BRIEF ▸ The result must match the data exactly, line for line.

--------------------------------------------------

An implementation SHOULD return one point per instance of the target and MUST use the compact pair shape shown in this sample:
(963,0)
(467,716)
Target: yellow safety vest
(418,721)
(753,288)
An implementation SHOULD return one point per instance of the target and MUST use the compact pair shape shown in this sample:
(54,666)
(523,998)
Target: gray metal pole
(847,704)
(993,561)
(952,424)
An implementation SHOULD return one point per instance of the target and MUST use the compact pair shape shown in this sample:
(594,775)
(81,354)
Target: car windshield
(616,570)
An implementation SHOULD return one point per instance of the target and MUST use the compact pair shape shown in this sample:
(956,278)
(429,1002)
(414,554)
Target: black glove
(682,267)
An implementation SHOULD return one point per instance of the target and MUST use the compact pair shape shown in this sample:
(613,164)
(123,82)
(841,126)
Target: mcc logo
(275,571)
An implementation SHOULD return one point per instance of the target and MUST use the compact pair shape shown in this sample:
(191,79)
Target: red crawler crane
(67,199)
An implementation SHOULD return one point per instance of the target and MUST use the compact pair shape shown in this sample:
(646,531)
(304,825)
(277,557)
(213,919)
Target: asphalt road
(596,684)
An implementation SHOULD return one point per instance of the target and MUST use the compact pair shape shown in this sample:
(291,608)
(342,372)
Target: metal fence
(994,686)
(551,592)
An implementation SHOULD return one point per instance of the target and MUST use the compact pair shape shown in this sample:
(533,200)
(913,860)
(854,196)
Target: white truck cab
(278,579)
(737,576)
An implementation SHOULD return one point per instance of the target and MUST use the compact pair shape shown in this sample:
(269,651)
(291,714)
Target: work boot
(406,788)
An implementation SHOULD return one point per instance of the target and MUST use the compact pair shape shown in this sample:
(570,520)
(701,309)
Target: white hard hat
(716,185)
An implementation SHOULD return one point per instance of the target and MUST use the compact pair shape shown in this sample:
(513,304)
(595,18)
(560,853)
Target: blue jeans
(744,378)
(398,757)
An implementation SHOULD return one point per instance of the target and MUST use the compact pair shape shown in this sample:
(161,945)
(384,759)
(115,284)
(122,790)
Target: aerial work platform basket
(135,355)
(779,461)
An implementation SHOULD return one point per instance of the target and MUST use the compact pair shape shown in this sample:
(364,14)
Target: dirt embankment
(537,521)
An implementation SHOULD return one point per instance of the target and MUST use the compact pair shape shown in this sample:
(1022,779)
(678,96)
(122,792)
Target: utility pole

--------------------------------------------------

EXERCISE RESPONSE ▸
An implementation SHOULD return one point per instance of the target and MUST use the compact pair shape shown in this sample:
(963,0)
(467,716)
Target: yellow safety vest
(418,721)
(753,288)
An implementation SHOULD return one point per instance of the target and MUST use the compact pair shape shown in this sample:
(54,666)
(523,998)
Target: gray metal pole
(847,704)
(993,561)
(952,424)
An implementation SHOULD return one point per instance of the target and MUST use the compact pair shape shown in this sample:
(594,775)
(81,354)
Target: car windshield
(616,570)
An implementation SHOULD return one point per instance of the target and MUST use the compact pair shape shown in this sample:
(956,278)
(429,1002)
(414,554)
Target: black glove
(682,267)
An implementation SHOULD return one point per instance of the target and MUST use the compact pair shape shown in this sample:
(613,164)
(123,82)
(841,126)
Target: mcc logo
(275,571)
An implementation SHOULD return one point per instance of the target and MUST use the compact pair shape shown in this sample:
(191,79)
Target: red crawler crane
(67,199)
An implementation SHOULD return one point per instance of the target and MUST use the compact pair shape shown in this sample:
(646,531)
(304,825)
(277,557)
(213,919)
Target: asphalt road
(596,684)
An implementation SHOULD return one point per instance of the target and MUST use the compact pair shape shown in this sample:
(291,608)
(342,372)
Target: metal fence
(994,686)
(551,592)
An implementation SHOULD return one point per instance of the target and MUST use the compact pair shape shown in this sample:
(533,200)
(913,860)
(854,196)
Target: white truck cab
(278,579)
(737,576)
An implementation SHOULD return one point per instance of the target and MUST use the compact pair shape shown in this sample:
(269,651)
(291,714)
Target: work boot
(406,788)
An implementation SHOULD return one point per instance of the target and MUST use the compact pair shape shown in this sample:
(570,520)
(701,309)
Target: white hard hat
(716,185)
An implementation SHOULD return one point per instance of the target and MUST use the compact pair shape shown in this sample:
(513,304)
(595,18)
(560,853)
Target: blue jeans
(744,378)
(398,757)
An implementation SHOULD return one point per instance of the target and MUST use the compact pair shape shown in this sample:
(161,945)
(384,759)
(115,284)
(122,790)
Target: aerial work platform basket
(135,355)
(779,461)
An implementation SHOULD return one point per instance of the target and MUST use the compact pair shape shown in this sample:
(364,14)
Target: dirt embankment
(537,521)
An implementation SHOULD return one point per instance of the target and MUST use the compact pair shape shown in this sample:
(1022,779)
(678,96)
(122,792)
Target: utility pole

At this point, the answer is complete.